§ **MATERIAL SUPPLIED**:
=== Begin Enclosure ===

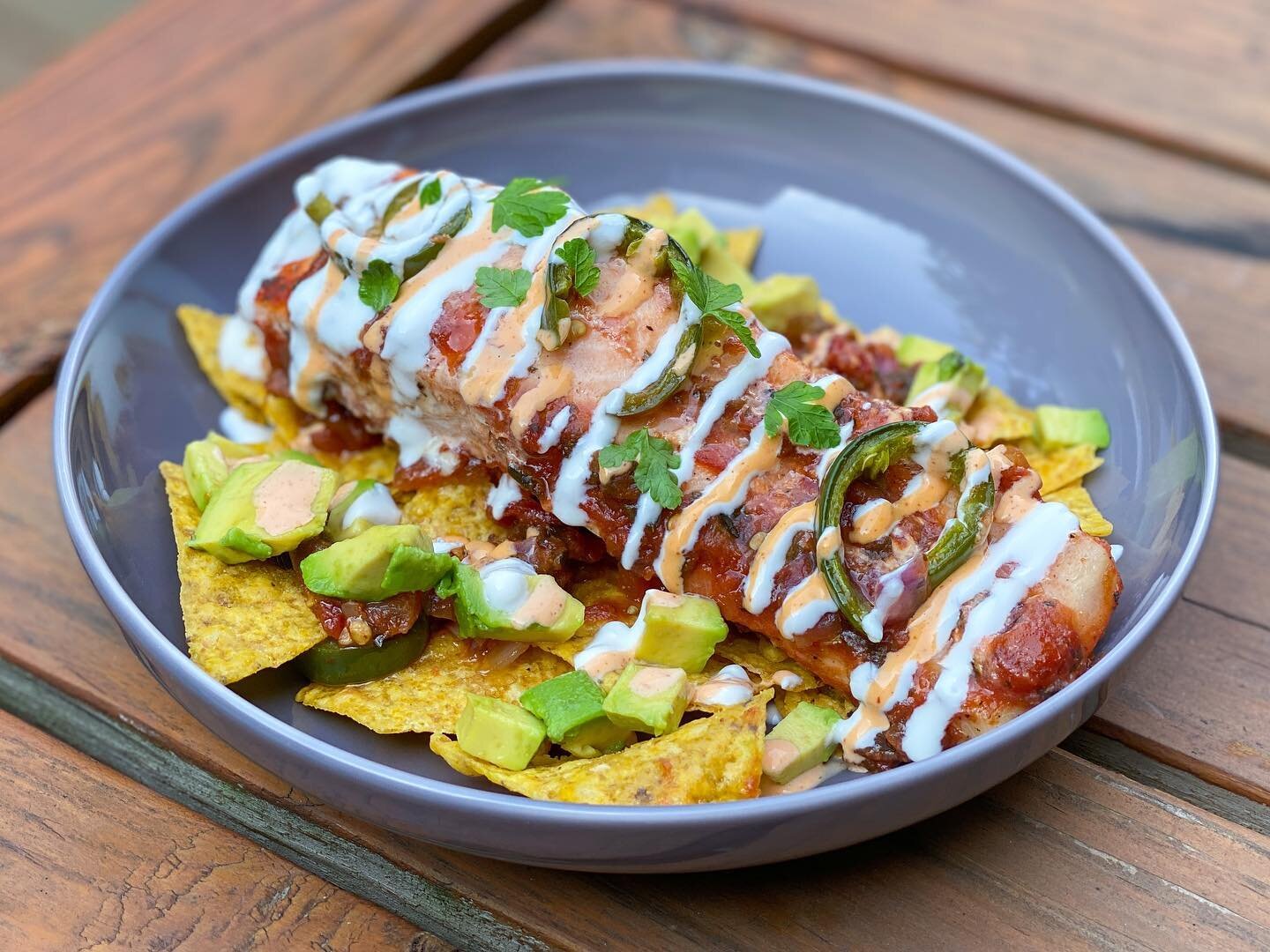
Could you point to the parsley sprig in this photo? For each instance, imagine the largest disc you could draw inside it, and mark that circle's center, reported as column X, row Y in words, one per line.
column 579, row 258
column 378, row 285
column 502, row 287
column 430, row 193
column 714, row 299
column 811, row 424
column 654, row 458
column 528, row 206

=== End Enclosure ===
=== Begin Enclosure ===

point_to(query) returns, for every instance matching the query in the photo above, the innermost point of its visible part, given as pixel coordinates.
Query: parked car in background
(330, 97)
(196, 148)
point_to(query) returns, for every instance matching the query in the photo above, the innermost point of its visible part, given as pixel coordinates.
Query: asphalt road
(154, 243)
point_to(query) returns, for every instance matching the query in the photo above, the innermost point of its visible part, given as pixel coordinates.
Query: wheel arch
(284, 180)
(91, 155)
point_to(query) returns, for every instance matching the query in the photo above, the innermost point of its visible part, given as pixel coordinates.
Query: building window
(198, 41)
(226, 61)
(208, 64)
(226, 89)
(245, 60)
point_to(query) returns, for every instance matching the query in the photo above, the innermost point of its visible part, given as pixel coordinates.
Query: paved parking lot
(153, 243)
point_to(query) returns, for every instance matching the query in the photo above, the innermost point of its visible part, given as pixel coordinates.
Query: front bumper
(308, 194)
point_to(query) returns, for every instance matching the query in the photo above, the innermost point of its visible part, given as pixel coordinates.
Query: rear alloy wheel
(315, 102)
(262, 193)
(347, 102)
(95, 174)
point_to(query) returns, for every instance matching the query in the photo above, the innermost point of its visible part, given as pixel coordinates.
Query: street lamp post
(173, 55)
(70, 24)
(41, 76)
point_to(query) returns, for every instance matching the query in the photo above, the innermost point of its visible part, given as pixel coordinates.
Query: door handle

=== End Enclosure ===

Using the entries shown above, reproduce verbatim the lines from the line bearing "Query: front bumper" to the line bearing "Query: door handle", inclusive.

Query: front bumper
(308, 194)
point_to(query) returns, for every instance matching the query in the photo above, the innermost point of its visible part, given as pixel coordinates.
Query: rear alloy wheel
(315, 102)
(262, 193)
(347, 102)
(95, 174)
point_to(query) returns, for every instance matching the query in the photo above, the innermost point of its visible part, given as pixel coordinates.
Query: street lamp post
(173, 55)
(70, 24)
(41, 76)
point_to(query) returns, for every instance matching the query in the photo above, the innermost point of its visible part, given as pixel coordinates.
Query: door handle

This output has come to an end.